Todd DePastino (born in Pittsburgh, Pennsylvania, United States) is an author and history professor.

Biography

Personal life
DePastino and his wife Stephanie live in Pittsburgh with their two children.

Education
Mt. Lebanon High School in Pittsburgh; 
BA in History and Philosophy from Boston College;
MA and Ph.D. in American History from Yale University.

Academic career
DePastino teaches at Penn State Beaver.

Writing career
With the birth of his first daughter in 1996, DePastino became a stay-at-home dad, teaching in the evenings at Penn State Beaver and Waynesburg College while finishing his Ph.D. He then revised his dissertation on the history of homelessness into a book, for which he won a National Endowment for the Humanities Fellowship. The result was Citizen Hobo: How a Century of Homelessness Shaped America (2003).

- - -

Directions:
1. In the DePastino biography, which university awarded him his MA and Ph.D.?
2. Please carry on with the DePastino biography, starting after its final sentence.

Collected data entries:
- - -

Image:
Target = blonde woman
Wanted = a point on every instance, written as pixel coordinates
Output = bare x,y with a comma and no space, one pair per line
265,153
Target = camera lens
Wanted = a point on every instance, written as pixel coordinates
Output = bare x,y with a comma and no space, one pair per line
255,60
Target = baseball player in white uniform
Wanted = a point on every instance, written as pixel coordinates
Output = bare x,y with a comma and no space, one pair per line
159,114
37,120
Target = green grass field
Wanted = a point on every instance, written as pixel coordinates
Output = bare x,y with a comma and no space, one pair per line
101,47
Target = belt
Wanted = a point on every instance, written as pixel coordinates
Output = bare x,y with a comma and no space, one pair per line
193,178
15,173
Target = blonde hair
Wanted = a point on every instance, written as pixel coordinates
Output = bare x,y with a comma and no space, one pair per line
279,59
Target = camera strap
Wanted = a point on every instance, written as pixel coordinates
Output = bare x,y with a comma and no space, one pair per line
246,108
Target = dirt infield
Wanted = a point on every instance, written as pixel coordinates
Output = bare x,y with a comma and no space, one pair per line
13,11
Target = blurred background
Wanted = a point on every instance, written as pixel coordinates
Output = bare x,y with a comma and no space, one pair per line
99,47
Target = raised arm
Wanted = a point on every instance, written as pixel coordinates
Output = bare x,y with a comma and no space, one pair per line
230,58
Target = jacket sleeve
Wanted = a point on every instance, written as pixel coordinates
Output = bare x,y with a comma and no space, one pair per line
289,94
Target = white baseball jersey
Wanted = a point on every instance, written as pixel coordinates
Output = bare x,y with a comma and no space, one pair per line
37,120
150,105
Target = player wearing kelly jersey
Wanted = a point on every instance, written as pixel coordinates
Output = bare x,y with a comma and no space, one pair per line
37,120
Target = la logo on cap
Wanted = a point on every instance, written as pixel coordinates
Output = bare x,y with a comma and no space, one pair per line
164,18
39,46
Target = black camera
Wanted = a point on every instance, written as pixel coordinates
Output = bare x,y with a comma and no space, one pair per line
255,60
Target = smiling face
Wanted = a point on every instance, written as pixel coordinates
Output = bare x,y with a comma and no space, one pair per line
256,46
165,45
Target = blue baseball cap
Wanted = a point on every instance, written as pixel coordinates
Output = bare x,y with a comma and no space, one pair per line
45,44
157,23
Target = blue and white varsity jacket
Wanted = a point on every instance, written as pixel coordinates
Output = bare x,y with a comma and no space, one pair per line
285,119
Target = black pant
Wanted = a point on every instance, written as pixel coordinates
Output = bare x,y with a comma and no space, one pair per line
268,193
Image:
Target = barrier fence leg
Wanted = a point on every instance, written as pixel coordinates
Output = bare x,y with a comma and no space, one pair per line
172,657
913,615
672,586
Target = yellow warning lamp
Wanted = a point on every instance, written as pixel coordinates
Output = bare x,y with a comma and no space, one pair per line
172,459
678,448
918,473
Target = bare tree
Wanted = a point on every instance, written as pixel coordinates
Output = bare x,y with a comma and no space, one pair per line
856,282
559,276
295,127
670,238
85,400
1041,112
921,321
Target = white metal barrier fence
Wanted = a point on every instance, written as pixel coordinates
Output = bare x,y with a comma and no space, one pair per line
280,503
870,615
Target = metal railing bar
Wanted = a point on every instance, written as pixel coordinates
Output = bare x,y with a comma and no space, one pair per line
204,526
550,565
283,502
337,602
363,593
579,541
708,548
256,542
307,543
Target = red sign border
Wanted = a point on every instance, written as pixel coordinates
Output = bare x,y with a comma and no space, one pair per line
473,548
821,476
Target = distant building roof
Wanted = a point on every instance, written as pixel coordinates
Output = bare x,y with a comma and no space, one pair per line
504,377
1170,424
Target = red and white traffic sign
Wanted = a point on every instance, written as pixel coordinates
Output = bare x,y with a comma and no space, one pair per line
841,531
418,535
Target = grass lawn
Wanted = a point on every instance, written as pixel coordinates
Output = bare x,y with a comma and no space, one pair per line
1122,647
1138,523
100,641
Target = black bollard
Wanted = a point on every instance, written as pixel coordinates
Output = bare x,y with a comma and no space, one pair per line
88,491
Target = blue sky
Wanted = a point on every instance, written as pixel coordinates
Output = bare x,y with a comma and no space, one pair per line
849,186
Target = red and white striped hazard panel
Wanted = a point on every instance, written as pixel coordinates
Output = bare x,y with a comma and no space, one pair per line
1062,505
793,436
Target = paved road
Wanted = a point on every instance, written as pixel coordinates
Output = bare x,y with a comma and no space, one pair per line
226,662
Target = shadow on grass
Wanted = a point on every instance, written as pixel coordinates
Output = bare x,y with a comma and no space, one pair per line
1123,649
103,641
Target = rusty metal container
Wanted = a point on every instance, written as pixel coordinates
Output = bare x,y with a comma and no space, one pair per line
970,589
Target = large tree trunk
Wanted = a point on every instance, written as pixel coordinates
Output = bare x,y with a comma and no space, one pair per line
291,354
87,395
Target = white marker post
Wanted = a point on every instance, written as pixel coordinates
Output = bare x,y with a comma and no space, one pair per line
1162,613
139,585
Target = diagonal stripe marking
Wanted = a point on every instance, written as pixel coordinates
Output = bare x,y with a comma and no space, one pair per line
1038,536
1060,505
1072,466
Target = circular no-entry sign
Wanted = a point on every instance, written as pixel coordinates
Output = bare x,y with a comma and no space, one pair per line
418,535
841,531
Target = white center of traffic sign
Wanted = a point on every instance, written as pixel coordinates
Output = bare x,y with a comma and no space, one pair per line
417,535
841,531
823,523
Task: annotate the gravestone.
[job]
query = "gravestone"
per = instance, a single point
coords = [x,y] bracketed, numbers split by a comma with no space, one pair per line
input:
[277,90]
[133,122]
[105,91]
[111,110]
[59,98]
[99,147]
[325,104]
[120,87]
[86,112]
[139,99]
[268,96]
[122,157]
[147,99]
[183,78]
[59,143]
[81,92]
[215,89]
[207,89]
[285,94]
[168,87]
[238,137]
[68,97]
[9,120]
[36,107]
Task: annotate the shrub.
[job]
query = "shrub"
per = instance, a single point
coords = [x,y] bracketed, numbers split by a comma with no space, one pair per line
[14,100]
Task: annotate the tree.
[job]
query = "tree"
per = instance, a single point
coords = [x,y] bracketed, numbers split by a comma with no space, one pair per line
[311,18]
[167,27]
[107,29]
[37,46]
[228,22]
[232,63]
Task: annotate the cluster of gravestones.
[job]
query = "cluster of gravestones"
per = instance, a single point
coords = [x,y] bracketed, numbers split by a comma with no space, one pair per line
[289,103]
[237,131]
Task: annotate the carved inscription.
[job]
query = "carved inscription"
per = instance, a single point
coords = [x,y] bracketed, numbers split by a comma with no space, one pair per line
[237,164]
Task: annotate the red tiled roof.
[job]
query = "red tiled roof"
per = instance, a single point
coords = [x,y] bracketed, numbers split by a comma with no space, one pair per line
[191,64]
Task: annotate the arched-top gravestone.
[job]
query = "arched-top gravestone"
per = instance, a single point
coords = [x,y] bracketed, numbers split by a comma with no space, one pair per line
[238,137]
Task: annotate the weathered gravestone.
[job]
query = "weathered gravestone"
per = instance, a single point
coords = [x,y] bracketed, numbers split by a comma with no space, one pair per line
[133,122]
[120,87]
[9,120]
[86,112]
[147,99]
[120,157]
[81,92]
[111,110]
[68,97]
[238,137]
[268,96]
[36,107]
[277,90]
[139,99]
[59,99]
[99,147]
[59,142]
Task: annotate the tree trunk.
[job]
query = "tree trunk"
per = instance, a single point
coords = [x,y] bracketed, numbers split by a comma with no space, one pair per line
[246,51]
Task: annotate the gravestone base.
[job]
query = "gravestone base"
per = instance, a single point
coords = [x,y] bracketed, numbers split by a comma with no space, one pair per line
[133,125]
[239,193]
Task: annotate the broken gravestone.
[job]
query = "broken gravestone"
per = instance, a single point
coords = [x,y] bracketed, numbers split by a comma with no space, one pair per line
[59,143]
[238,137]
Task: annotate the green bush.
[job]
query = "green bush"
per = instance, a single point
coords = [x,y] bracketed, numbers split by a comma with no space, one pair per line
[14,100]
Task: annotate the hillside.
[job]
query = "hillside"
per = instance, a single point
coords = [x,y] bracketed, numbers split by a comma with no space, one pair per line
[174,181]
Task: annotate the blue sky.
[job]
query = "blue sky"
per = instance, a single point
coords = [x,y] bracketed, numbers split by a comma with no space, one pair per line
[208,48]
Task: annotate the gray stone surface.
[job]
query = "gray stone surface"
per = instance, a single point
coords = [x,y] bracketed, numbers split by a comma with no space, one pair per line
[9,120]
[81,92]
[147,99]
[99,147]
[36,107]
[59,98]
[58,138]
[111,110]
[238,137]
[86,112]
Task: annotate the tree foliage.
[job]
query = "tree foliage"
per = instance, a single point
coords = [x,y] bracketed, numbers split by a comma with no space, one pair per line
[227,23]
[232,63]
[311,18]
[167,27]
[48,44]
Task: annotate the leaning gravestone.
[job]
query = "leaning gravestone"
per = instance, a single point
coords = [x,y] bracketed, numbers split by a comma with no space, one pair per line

- - -

Answer list:
1. Yale University.

2.
After editing, annotating, and introducing the lost classic, The Road by Jack London, DePastino plunged into his Bill Mauldin research. Bill Mauldin: A Life Up Front (2008) received strong reviews, was an Eisner Award finalist, and won the Sperber Prize for the best biography of a major media figure. His award-winning double-volume collection of Mauldin's World War II cartoons, Willie & Joe: The WWII Years (2008) was followed in 2011 by Willie & Joe: Back Home, which covers 1945-1946.

Commissioned in Battle: A Combat Infantryman in the Pacific, co-authored by Jay Gruenfled, was released by Hellgate Press in early 2012.

Other work
DePastino is the director of the Pittsburgh-based Veterans Breakfast Club.

Works
 Bill Mauldin: A Life Up Front, W.W. Norton, 320 pp., 92 illus. 
 WILLIE & JOE: THE WWII Years, Fantagraphics Books, 650 pp., 
 Citizen Hobo: How A Century of Homelessness Shaped America, University of Chicago Press, 350 pp., 27 illus., 
 The Road, By Jack London, Rutgers University Press, 168 pp., 48 illus., 
 WILLIE & JOE: Back Home, Fantagraphics Books, 288 pp., 
 Commissioned in Battle: A Combat Infantryman in the Pacific, WWII, With Jay Gruenfeld, Hellgate Press, 2012.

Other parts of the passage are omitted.